**Trecho do texto:**
====
Liberdade de expressão é poder dizer o que se pensa, de informação é poder saber o que os outros pensam, de imprensa é poder difundir o pensamento dos outros. A redução pode ser simplista, pois essas liberdades mantêm uma relação de interdependência, pouco importando se liberdade de expressão é mais aplicável ao indivíduo e liberdade de imprensa mais ao negócio. Superada, ou não, a discussão semântica, cabe repetir o truísmo de que “sem liberdade de imprensa, de informação e de expressão não há democracia”. Pressuposta como verdadeira, a máxima dispensa maiores digressões. A história prova que essas liberdades são as primeiras a sofrerem quando o autoritarismo se instaura.

 A sociedade democrática considera as liberdades de expressão, informa- ção e opinião imprescindíveis à manutenção da democracia, seria redundante expor os fundamentos do teorema. A Constituição da República elegeu essas liberdades à categoria de direitos individuais e coletivos no Art. 5º:

IV - é livre a manifestação do pensamento, sendo vedado o anonimato;

(...) 

 IX - é livre a expressão da atividade intelectual, artística, científica e de comunicação, independentemente de censura ou licença;

(...) 

XIV - é assegurado a todos o acesso à informação e resguardado o sigilo da fonte, quando necessário ao exercício profissional; 

As condições de exercício dessas liberdades podem ser extraídas da leitura dos incisos acima e têm caráter positivo (é livre a manifestação, é livre a expressão), negativo (vedado o anonimato e a vedação implícita da censura) ou ainda de sujeição a outra condição (o sigilo da fonte é resguardado, quando necessário ao exercício profissional). Se o que pode ser feito está conjugado ao que não pode ser feito ou pode ser feito dependendo da condição, infere-se que essas liberdades não são absolutas, como também não é o direito à intimidade ou ao sigilo das comunicações.
====
**Exercício proposto:**
Reescreva o trecho do texto sobre liberdade de expressão de "As condições de" a "sigilo das comunicações.", trocando "absolutas" por "ilimitadas".

**Entradas de um conjunto de anotações por pontos:**
====
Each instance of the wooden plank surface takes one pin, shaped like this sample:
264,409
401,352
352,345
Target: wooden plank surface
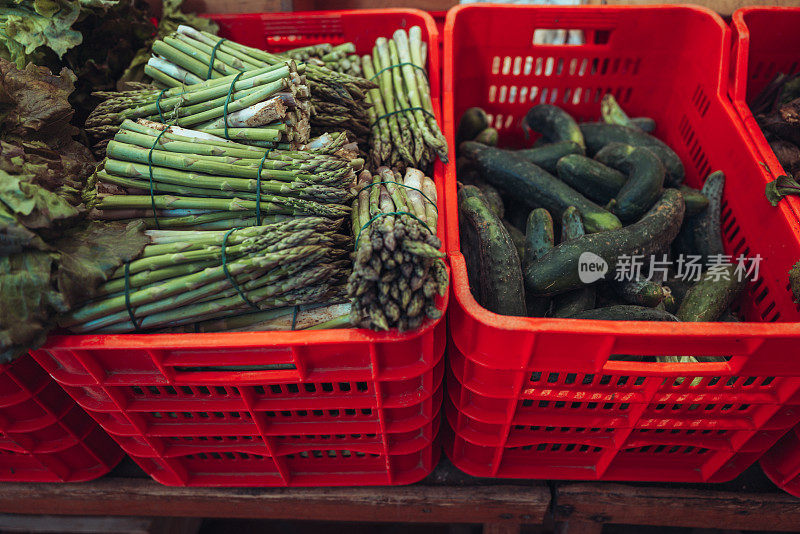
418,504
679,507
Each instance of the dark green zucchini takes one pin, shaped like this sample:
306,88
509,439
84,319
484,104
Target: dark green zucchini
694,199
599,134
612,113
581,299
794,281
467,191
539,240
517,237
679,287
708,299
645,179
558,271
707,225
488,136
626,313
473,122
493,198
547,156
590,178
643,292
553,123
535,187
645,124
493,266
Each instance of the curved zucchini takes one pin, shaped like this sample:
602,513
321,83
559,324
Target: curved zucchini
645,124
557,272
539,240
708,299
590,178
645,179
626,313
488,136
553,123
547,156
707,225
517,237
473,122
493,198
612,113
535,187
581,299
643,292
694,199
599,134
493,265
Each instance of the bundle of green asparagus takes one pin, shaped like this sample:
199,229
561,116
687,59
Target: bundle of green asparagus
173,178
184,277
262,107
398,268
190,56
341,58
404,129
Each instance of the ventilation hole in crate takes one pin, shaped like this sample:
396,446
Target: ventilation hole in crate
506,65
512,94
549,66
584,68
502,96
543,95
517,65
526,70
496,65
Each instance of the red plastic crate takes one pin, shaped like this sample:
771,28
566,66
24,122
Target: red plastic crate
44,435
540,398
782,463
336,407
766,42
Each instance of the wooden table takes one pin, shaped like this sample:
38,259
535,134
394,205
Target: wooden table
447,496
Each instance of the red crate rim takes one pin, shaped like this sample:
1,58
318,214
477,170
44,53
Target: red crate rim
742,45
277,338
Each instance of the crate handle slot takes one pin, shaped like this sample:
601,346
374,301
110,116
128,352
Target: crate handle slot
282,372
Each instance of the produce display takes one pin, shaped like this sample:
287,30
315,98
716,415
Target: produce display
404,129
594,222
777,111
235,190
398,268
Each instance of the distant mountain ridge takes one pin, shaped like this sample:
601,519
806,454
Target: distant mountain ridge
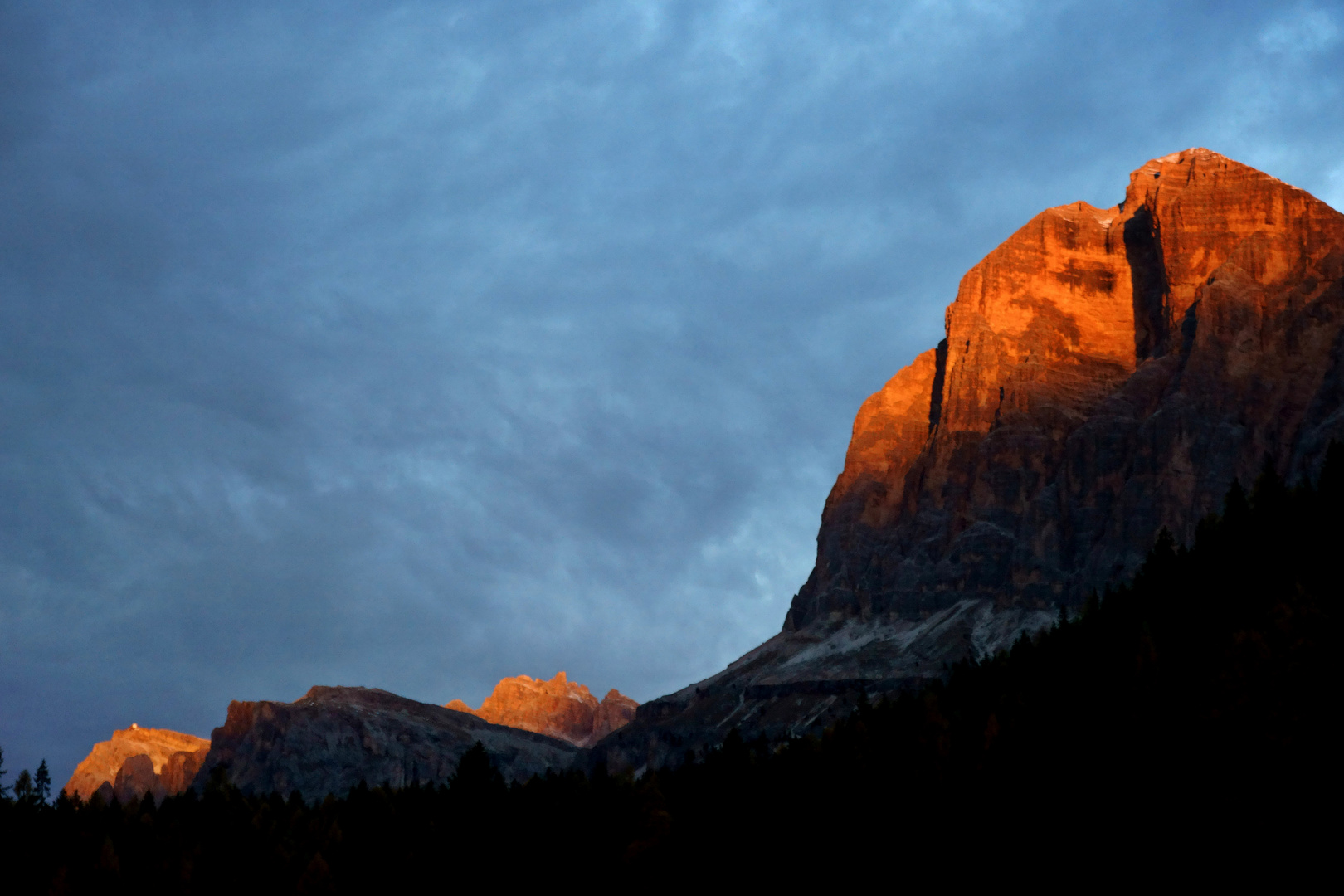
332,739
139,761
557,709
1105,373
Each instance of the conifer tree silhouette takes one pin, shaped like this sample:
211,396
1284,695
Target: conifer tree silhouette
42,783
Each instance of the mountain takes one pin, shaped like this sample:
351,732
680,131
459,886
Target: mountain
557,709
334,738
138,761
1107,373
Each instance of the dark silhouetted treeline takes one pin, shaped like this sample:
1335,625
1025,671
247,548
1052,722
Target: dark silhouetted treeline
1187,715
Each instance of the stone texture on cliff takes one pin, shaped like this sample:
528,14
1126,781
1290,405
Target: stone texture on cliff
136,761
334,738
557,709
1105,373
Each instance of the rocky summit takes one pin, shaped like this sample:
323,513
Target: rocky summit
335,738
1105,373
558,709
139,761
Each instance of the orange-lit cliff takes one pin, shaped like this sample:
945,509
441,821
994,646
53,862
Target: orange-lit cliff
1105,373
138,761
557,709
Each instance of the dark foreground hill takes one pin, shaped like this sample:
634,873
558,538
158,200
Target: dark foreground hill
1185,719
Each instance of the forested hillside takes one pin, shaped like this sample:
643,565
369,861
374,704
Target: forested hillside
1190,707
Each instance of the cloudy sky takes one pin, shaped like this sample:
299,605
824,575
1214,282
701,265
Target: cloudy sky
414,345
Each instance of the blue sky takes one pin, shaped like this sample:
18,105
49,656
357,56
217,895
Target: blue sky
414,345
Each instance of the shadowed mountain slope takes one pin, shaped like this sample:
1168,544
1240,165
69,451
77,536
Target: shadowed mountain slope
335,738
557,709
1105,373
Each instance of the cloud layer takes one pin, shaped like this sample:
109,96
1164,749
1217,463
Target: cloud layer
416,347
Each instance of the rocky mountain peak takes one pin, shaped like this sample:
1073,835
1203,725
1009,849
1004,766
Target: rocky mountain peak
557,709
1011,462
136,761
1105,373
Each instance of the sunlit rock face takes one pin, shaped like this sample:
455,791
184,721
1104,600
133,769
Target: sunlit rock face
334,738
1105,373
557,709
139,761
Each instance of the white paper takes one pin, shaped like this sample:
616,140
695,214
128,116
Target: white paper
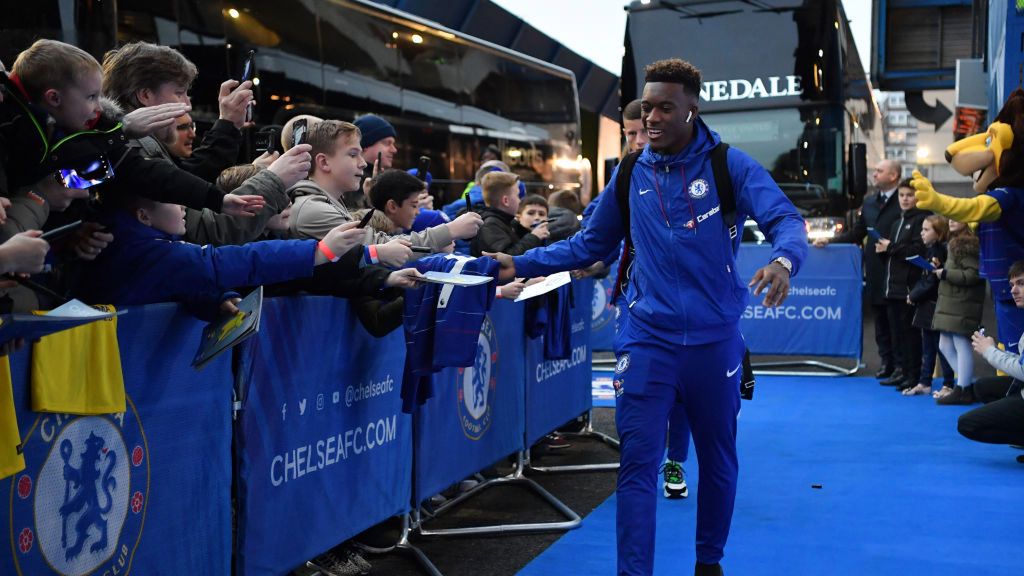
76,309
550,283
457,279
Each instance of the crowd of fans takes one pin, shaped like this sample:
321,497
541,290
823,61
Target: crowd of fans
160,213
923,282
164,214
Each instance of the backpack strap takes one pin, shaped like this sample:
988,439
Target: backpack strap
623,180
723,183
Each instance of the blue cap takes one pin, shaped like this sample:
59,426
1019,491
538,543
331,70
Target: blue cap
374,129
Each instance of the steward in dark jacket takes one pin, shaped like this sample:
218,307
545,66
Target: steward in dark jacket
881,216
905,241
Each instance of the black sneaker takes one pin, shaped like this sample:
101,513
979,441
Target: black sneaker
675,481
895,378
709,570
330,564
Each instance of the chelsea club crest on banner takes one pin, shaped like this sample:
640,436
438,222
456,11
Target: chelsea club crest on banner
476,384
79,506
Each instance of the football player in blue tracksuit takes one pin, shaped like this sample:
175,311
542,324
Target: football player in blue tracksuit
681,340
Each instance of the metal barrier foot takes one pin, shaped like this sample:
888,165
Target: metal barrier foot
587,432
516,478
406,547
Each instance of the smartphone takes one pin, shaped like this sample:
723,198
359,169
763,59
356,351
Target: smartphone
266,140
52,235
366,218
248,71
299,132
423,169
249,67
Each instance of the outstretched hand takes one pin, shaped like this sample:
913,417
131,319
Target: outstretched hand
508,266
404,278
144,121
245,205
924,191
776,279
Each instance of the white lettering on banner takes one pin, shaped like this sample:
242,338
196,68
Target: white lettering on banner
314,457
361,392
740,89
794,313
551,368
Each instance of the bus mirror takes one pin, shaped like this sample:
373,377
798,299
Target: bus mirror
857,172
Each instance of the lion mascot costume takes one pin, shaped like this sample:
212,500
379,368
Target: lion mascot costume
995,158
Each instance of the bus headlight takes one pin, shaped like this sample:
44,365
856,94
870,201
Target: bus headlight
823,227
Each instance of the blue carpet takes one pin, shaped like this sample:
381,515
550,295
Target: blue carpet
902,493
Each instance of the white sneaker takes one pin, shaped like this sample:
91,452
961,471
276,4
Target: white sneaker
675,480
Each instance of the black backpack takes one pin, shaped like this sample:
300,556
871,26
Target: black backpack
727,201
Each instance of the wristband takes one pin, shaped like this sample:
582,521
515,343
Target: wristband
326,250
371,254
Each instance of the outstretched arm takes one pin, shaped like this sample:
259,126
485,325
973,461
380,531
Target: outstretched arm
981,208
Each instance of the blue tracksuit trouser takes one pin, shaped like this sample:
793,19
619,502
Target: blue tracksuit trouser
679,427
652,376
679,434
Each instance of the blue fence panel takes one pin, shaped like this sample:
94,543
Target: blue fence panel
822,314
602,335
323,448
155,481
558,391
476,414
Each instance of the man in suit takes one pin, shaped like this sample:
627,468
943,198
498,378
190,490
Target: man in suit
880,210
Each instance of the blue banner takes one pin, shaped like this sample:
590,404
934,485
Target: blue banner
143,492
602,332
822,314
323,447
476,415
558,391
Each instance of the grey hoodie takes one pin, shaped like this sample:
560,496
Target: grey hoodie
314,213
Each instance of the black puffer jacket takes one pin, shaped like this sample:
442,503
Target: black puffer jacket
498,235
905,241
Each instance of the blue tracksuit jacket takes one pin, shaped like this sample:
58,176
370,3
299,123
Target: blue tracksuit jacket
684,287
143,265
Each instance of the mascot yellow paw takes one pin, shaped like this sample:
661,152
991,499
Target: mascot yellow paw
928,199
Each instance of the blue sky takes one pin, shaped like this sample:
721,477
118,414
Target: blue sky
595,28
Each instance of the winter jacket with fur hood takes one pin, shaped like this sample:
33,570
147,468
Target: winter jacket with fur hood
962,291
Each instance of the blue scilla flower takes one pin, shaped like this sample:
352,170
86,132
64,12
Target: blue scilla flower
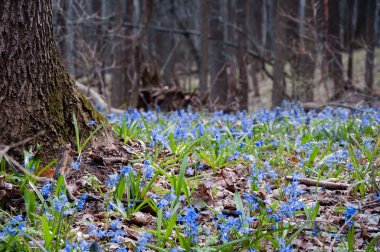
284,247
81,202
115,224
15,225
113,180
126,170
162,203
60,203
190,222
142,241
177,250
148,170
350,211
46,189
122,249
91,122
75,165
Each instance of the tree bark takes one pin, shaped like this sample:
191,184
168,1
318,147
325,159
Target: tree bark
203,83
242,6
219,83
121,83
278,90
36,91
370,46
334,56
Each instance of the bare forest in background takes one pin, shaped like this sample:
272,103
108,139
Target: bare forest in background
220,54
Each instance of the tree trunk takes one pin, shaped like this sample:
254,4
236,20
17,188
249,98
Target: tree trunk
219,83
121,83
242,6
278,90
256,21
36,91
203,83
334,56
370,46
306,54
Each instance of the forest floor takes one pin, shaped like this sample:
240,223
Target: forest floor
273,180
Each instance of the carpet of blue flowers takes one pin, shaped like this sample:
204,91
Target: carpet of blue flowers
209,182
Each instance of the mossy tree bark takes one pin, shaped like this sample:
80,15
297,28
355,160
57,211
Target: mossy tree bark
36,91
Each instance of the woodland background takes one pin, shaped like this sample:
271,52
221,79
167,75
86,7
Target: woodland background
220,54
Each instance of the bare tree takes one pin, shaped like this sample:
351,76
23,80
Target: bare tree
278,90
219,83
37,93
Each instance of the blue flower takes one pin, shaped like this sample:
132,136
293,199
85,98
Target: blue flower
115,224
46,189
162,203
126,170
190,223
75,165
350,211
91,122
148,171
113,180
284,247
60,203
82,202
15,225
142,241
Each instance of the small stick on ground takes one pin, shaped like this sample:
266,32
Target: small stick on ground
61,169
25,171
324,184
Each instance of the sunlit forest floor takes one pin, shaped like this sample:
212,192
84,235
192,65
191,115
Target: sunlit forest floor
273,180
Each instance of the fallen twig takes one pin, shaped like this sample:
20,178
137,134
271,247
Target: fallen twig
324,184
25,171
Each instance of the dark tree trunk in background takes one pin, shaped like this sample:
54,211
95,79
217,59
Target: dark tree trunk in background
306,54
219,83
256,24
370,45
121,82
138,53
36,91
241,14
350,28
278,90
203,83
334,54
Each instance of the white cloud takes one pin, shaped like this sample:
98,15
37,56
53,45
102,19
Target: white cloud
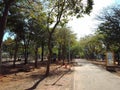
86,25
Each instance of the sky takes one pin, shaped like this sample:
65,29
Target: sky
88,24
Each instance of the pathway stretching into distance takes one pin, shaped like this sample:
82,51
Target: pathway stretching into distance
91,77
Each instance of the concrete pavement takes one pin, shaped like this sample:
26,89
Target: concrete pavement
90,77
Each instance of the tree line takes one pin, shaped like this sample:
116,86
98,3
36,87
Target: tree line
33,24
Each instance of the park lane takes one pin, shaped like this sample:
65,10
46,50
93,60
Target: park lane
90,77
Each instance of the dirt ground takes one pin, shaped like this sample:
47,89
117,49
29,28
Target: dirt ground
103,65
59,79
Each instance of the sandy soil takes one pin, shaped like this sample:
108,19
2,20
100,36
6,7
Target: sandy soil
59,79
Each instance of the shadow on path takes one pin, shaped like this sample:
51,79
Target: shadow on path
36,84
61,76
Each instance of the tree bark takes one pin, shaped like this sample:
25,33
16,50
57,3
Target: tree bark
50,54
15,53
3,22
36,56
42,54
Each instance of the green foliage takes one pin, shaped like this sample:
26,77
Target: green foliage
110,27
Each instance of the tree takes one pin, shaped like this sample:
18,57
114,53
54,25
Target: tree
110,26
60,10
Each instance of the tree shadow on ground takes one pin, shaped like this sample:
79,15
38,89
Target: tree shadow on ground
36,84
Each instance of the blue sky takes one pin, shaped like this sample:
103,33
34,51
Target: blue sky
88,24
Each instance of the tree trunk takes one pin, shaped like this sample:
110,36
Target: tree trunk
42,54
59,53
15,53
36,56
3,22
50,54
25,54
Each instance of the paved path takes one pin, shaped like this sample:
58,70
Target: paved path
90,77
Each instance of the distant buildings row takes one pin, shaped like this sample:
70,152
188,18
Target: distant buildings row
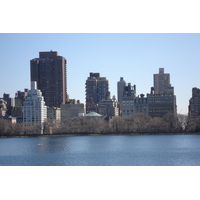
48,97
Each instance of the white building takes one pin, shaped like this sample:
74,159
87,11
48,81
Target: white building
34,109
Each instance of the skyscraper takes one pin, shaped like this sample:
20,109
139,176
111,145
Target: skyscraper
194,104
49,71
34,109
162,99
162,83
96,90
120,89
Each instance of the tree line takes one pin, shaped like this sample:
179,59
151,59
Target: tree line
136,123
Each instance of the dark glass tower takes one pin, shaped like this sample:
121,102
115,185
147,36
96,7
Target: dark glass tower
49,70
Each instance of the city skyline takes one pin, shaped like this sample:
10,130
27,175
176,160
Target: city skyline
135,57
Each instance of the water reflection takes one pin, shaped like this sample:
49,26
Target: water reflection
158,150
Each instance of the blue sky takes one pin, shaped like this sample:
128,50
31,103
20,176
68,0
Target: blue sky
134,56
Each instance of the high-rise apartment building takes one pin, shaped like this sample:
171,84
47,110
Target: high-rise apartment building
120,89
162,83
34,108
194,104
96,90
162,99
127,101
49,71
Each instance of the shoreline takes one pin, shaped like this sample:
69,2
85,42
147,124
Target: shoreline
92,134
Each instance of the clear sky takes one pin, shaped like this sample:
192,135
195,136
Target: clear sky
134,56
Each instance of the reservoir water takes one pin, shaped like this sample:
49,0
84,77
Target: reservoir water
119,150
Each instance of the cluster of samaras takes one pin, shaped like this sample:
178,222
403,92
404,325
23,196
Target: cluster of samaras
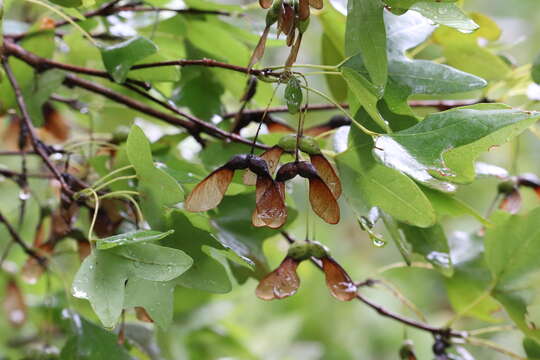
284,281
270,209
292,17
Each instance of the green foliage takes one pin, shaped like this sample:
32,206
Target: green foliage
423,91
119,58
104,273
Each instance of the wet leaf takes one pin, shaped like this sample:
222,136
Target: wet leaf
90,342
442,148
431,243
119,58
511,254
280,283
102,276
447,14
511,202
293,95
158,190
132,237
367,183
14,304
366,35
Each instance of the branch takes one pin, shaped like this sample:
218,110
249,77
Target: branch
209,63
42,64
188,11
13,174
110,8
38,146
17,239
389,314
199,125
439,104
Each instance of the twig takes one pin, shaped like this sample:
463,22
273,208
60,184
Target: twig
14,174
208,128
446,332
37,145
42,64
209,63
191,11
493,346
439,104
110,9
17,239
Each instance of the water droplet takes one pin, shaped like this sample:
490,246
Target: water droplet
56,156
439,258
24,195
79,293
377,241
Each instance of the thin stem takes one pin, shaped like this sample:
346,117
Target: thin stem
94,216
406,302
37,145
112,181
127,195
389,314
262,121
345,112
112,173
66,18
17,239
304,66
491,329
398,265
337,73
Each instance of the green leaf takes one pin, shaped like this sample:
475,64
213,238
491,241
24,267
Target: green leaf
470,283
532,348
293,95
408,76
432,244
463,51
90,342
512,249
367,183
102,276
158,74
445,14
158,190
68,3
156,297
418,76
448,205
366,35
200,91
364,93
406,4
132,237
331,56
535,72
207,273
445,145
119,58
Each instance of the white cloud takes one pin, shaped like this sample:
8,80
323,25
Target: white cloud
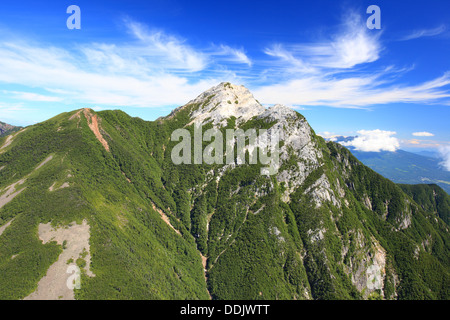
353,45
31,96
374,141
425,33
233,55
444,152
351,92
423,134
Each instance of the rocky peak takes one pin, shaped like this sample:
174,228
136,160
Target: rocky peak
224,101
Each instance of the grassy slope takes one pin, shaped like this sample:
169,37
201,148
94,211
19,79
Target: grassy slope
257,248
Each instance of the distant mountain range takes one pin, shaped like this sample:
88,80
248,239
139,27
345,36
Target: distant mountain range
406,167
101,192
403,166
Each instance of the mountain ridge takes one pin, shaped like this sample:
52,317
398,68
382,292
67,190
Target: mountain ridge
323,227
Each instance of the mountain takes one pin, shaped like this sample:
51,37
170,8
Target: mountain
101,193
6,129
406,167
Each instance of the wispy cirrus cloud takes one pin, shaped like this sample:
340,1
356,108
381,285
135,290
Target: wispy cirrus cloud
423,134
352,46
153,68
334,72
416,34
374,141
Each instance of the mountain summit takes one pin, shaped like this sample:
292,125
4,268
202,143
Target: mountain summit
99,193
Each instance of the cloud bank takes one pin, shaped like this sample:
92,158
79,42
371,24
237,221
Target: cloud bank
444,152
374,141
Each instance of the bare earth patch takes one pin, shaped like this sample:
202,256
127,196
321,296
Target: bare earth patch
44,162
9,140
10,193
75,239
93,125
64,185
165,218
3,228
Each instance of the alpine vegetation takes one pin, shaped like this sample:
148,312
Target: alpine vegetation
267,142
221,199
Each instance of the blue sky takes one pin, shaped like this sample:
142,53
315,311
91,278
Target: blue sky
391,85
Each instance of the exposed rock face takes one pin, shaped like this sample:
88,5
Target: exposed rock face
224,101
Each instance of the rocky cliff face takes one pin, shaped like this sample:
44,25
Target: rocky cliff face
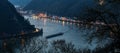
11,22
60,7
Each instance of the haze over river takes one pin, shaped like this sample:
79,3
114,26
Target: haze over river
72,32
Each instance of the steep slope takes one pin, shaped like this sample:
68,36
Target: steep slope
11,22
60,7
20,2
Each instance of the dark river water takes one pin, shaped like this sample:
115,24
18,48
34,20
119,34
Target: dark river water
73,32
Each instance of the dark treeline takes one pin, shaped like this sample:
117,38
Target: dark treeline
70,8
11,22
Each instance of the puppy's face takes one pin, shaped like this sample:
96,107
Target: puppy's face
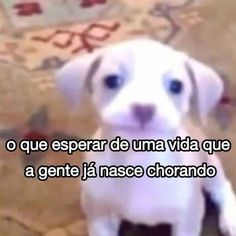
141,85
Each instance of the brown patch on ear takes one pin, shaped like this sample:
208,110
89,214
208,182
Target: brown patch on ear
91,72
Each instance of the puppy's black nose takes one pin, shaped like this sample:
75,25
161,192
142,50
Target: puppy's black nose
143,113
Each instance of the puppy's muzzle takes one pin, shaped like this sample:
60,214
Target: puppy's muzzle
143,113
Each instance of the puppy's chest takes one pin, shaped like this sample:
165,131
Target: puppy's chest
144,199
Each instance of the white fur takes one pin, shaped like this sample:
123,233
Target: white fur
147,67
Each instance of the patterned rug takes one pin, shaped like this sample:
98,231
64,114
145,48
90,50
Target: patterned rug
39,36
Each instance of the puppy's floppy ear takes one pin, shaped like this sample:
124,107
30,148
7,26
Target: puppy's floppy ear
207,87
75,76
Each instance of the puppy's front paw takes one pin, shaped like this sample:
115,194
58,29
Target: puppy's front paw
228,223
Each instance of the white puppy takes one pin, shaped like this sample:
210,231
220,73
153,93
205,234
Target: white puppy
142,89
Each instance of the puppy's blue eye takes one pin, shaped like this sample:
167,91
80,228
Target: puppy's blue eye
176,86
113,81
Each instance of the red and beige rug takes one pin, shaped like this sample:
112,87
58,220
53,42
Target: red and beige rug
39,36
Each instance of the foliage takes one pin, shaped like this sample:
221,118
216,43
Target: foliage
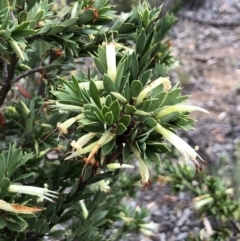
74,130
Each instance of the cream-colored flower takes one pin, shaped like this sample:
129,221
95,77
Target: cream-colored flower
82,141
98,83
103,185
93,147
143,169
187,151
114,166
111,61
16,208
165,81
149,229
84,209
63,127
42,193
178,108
====
**Resposta ao exercício:**
As condições de exercício dessas liberdades podem ser extraídas da leitura dos incisos acima e têm caráter positivo (é livre a manifestação, é livre a expressão), negativo (vedado o anonimato e a vedação implícita da censura) ou ainda de sujeição a outra condição (o sigilo da fonte é resguardado, quando necessário ao exercício profissional). Se o que pode ser feito está conjugado ao que não pode ser feito ou pode ser feito dependendo da condição, infere-se que essas liberdades não são ilimitadas, como também não é o direito à intimidade ou ao sigilo das comunicações.